## Brief
Recast the lines below as a Markdown table, omitting blank lines, with one column headed "Row" for the row number and another headed "Line text" for the line itself.
================================
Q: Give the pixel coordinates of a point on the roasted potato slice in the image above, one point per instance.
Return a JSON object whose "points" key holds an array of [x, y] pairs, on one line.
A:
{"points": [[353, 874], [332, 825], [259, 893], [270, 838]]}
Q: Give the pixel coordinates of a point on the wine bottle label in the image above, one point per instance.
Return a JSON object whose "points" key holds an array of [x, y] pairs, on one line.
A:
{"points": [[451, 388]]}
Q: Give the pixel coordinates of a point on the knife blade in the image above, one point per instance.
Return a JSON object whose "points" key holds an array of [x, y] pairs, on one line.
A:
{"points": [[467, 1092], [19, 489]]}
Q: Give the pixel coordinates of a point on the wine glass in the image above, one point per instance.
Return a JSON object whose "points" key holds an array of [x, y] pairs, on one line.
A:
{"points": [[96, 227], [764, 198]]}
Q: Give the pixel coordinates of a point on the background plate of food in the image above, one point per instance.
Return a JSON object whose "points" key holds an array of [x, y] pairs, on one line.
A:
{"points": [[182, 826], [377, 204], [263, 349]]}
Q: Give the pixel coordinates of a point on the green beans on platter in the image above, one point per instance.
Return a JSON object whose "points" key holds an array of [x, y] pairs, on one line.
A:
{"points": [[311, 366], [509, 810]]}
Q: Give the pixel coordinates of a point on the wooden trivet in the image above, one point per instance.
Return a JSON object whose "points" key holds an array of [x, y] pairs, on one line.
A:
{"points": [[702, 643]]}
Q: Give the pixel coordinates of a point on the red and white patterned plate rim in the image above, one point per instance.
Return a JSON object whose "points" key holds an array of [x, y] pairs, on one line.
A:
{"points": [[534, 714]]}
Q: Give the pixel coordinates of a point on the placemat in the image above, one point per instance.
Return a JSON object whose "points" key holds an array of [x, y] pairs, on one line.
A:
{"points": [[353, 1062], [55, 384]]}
================================
## Response
| Row | Line text |
|---|---|
| 1 | Q: Give the pixel coordinates of a point on the roasted potato slice in the image above, one point per instance. |
| 2 | Return a JSON object whose "points" key holds an array of [x, y] pairs, on one line. |
| 3 | A: |
| 4 | {"points": [[353, 874], [332, 825], [259, 893], [270, 838]]} |
| 5 | Q: Give the pixel coordinates of a point on the wine bottle label in the image above, one point per instance. |
| 6 | Return a JSON object whose "points" key holds an array of [x, y] pairs, on one line. |
| 7 | A: |
| 8 | {"points": [[451, 388]]} |
| 9 | Q: Give the pixel coordinates of a point on the knife blade in the image above, one point per instance. |
| 10 | Return a JSON object whose "points" key holds an array of [x, y] pairs, on one line. |
| 11 | A: |
| 12 | {"points": [[467, 1092], [19, 489]]} |
| 13 | Q: Give the pixel coordinates of a point on the wine glass in the image above, one point per instance. |
| 14 | Return a JSON object whose "points" key holds an array of [x, y] pairs, on one line. |
| 15 | A: |
| 16 | {"points": [[96, 227], [764, 198]]} |
| 17 | Q: Give the pixel coordinates of a point on the background plate of food in the image above, one point per instance. |
| 18 | Return a JSON object whose "points" key holds an array of [x, y] pairs, on one line. |
| 19 | A: |
| 20 | {"points": [[182, 826], [377, 204], [263, 349]]} |
| 21 | Q: Give the pixel coordinates of a point on the green beans on platter in the image above, one point per instance. |
| 22 | Return a JSON object whose "points" key holds an array of [x, y] pairs, on one line. |
| 23 | A: |
| 24 | {"points": [[311, 366], [509, 810]]} |
| 25 | Q: Give the pixel coordinates of a point on the wooden trivet in the image above, one point per instance. |
| 26 | Return a JSON object whose "points" key holds an array of [x, y] pairs, on one line. |
| 27 | A: |
| 28 | {"points": [[702, 643]]} |
| 29 | Q: Give the pixel coordinates of a point on the red and white patterned plate rim in the image above, one point per instance. |
| 30 | Return a JSON object whose "points" key holds an array of [x, y] pairs, on one line. |
| 31 | A: |
| 32 | {"points": [[534, 714]]} |
| 33 | Q: Give the pixel coordinates of a point on the placemat in the image above, one point per instance. |
| 34 | Return a JSON object whose "points" key holds an array of [x, y] pairs, on one line. |
| 35 | A: |
| 36 | {"points": [[353, 1062], [55, 384]]} |